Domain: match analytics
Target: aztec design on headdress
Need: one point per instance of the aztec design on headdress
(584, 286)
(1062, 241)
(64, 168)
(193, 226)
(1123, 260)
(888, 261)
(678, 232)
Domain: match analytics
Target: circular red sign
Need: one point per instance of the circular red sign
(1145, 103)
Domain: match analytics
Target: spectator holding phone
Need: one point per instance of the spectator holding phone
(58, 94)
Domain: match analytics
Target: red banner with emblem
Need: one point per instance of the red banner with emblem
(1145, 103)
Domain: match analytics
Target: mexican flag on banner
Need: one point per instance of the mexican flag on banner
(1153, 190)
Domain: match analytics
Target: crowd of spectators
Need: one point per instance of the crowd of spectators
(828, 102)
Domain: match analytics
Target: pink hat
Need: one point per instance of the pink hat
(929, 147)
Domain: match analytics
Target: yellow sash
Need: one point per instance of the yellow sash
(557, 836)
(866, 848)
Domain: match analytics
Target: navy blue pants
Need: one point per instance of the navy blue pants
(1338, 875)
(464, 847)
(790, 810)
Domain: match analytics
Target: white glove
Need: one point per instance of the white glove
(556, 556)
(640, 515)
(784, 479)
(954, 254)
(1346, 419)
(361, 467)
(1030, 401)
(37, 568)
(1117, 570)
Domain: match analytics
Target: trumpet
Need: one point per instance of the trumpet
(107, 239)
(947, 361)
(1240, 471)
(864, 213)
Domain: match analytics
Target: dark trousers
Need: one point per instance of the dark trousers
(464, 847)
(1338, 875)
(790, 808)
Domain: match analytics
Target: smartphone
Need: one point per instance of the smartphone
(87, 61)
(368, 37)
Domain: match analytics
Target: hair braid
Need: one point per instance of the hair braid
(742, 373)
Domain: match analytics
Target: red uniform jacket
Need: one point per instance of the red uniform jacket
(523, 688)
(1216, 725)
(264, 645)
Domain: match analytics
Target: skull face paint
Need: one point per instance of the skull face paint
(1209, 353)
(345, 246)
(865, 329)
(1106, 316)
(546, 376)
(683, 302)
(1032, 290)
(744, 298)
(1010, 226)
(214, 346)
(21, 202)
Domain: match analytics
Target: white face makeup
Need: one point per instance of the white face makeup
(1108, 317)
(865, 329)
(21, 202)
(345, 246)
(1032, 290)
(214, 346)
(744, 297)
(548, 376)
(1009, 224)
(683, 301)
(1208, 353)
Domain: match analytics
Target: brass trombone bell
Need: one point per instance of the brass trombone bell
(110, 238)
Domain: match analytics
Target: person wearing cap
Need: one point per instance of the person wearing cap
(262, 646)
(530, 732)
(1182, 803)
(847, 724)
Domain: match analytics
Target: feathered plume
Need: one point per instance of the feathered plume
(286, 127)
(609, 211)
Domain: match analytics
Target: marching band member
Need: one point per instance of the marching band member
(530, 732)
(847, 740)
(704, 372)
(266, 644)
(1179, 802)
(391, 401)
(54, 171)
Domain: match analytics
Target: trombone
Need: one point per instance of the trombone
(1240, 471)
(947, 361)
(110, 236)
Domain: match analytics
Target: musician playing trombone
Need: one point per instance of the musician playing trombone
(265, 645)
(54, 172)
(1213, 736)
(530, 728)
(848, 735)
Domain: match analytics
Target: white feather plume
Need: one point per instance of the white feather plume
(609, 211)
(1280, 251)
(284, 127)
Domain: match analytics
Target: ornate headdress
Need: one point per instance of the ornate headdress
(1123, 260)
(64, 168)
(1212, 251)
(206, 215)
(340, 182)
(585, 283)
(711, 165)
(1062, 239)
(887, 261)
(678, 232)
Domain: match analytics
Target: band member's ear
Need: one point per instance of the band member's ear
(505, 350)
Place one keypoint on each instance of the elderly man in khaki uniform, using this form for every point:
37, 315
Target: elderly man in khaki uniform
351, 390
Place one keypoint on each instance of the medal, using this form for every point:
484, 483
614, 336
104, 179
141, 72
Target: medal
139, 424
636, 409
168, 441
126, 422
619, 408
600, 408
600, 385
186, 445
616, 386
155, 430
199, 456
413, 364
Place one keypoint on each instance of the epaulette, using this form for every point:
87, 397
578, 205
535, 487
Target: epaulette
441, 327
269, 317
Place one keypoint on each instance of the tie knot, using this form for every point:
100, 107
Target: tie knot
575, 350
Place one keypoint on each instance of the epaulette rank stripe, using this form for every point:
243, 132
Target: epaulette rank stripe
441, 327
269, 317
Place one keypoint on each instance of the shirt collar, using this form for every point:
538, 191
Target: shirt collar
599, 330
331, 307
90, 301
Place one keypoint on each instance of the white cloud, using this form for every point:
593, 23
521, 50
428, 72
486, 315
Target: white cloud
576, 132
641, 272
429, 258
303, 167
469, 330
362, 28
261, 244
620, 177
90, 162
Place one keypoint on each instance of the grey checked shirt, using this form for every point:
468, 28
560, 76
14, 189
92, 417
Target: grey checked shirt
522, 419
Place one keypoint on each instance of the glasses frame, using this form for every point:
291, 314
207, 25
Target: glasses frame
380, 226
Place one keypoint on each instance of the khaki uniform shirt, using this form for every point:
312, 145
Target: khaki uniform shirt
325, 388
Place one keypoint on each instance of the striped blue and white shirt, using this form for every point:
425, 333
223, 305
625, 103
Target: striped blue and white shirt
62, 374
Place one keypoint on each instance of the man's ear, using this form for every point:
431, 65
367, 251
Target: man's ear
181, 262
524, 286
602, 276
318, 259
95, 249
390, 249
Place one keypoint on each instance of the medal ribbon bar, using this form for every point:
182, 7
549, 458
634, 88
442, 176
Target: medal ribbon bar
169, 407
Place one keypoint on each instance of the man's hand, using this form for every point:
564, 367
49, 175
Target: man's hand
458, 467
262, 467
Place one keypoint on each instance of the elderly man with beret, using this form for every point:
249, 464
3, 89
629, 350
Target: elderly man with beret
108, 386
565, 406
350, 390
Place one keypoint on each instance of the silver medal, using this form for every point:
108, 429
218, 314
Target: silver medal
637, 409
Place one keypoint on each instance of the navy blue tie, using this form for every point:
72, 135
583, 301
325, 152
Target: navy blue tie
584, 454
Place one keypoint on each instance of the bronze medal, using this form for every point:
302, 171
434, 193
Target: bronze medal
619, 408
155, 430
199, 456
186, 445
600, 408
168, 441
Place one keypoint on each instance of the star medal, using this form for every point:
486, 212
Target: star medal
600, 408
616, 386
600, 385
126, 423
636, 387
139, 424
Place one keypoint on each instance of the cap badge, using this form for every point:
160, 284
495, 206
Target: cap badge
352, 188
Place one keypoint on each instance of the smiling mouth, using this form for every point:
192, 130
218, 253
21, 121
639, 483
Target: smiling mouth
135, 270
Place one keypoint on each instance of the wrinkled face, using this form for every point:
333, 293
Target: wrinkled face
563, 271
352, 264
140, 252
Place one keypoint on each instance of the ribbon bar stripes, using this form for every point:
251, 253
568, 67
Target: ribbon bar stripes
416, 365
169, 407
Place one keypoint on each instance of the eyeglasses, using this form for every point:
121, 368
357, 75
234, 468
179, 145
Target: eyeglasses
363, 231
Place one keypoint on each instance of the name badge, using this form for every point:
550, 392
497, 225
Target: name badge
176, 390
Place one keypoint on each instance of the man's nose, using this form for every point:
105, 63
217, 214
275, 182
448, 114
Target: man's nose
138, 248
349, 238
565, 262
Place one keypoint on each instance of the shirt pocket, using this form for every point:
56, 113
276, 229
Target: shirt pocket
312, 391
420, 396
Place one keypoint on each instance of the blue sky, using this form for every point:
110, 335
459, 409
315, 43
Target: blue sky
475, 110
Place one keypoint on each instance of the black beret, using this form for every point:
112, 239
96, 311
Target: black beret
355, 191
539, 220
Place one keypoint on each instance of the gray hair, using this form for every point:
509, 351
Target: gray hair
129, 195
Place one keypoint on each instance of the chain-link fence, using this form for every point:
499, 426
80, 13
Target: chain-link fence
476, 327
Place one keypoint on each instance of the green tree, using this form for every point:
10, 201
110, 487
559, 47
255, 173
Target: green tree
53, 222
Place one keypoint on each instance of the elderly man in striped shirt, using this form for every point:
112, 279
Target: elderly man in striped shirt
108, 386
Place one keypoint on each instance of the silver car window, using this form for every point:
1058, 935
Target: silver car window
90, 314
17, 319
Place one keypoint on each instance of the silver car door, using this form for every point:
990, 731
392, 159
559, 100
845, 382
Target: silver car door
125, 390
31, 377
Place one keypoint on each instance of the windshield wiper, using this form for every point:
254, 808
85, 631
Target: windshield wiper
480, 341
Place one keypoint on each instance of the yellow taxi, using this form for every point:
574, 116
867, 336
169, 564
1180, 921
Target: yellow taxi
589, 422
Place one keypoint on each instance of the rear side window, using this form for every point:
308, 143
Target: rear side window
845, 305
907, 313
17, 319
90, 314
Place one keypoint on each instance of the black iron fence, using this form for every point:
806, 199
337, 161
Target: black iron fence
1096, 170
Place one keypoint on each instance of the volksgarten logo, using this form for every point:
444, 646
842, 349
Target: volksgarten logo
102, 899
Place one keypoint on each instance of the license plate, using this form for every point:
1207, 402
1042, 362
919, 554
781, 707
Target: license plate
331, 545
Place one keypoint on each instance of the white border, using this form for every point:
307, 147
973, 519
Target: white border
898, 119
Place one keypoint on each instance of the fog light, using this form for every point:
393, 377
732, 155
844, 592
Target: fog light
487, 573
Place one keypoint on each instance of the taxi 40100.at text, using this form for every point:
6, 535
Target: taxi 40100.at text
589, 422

§ §

» **Goal**: Can you copy the records line for line, from the very first line through the line containing "(1117, 570)", with both of those lines included?

» **Answer in full**:
Domain: match analytics
Target: aztec design on headdress
Need: one point per instance of the aztec design on headdress
(584, 286)
(1062, 241)
(64, 168)
(193, 226)
(1123, 260)
(888, 261)
(678, 232)
Domain: match analytics
Target: circular red sign
Need: one point per instance of the circular red sign
(1145, 103)
Domain: match analytics
Target: spectator holding phone
Need: one point per instance of the spectator holding phone
(58, 94)
Domain: match analytics
Target: red banner with emblem
Need: one point per instance of the red banner with emblem
(1145, 103)
Domain: match analytics
Target: mexican flag on banner
Need: one point per instance of the mexican flag on banner
(1153, 190)
Domain: match analytics
Target: crowd of spectators
Need: one point per instance of the crowd of spectators
(828, 102)
Domain: match analytics
Target: pink hat
Need: one point per instance of the pink hat
(929, 147)
Domain: match analytics
Target: yellow sash
Need: one point per instance of the yellow sash
(557, 836)
(866, 848)
Domain: match analytics
Target: navy blue pants
Need: one point per instance of the navy blue pants
(1338, 875)
(464, 847)
(790, 810)
Domain: match analytics
Target: white glove
Need: one point per instance of the white glove
(556, 556)
(640, 515)
(784, 479)
(954, 254)
(1346, 419)
(361, 467)
(1030, 401)
(37, 568)
(1117, 570)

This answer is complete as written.